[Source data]
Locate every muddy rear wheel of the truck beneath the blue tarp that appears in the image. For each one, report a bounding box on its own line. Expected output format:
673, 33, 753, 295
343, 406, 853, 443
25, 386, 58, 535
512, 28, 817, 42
---
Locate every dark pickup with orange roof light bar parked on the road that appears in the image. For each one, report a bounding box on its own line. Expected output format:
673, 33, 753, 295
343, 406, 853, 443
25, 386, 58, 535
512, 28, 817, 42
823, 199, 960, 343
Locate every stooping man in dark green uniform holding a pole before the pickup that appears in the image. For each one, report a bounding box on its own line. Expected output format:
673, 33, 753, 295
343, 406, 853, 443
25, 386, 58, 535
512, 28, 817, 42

## Work request
Write down every line of the data above that includes the string "format".

## Reply to the task
Locate every muddy rear wheel of the truck beneath the blue tarp that appears in the image. For each one, report a bounding box on its own line. Expected output format:
Locate every dark pickup with orange roof light bar parked on the road that appears in the image. For each one, report a bounding box on its own line. Expected output format:
Locate every stooping man in dark green uniform holding a pole before the pickup that appears in the image. For each one, report a bounding box on its own line. Expected output format:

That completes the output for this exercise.